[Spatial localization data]

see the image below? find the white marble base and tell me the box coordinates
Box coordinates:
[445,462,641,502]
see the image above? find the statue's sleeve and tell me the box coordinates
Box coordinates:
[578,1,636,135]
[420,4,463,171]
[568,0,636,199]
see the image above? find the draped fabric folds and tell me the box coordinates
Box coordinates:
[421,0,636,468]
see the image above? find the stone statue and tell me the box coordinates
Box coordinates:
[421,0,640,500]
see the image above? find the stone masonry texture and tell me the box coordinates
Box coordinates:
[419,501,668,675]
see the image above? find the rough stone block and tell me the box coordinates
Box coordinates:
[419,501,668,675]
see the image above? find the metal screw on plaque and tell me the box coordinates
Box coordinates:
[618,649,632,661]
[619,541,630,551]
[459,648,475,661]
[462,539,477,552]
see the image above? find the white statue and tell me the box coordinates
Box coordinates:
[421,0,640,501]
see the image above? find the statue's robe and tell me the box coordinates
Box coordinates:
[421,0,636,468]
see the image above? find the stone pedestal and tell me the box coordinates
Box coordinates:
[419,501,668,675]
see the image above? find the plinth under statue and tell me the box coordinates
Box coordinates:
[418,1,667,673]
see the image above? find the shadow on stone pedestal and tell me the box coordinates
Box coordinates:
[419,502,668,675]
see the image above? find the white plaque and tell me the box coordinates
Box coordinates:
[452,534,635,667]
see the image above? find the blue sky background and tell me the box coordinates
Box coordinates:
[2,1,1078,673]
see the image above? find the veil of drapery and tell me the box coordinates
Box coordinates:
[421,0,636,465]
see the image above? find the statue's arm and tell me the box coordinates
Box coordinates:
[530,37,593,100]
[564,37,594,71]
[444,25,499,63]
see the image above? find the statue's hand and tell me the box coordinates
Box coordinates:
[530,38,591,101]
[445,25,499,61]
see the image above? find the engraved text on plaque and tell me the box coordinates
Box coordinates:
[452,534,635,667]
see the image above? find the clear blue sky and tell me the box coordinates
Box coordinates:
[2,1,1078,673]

- What you have to do:
Set down nothing but the lines from the one with "see the image above? find the white statue" through the end of the records, keeping each line exactly as written and including both ends.

- Task output:
see the image above? find the white statue and tell me the box coordinates
Box coordinates:
[421,0,640,501]
see the image above? find the statue's robe and tell me the box coordinates
Box coordinates:
[421,0,636,468]
see the image above? find the stone pedestal and tell me the box coordinates
Box coordinates:
[419,501,668,675]
see the image above? find the plinth under statue and tell me the box coordinates
Box coordinates:
[418,1,667,673]
see the image above? find the shadow on stone pedestal and tell me the box coordinates
Box coordinates:
[419,502,668,675]
see the image above? find the white plaque and tell me the box coordinates
Box coordinates:
[452,534,635,667]
see the image above? find the blue sky background and tell me the box coordinates
Box coordinates:
[2,1,1078,673]
see the image above? find the veil of drapery and tell me the box coordinates
Box coordinates:
[421,0,636,465]
see the image above? find the statue's arm and tell me the box coordinates
Box coordinates:
[530,37,593,100]
[564,37,594,71]
[444,25,499,63]
see the image above? find the statue's hand and tell me the box coordinates
Box coordinates:
[530,38,591,101]
[445,25,499,61]
see the image above? find the engraved text on plaque and tell me the box coordinates
Box coordinates:
[452,534,635,667]
see the image above? find the clear blue sky and tell me the box coordinates
Box coordinates:
[2,1,1078,673]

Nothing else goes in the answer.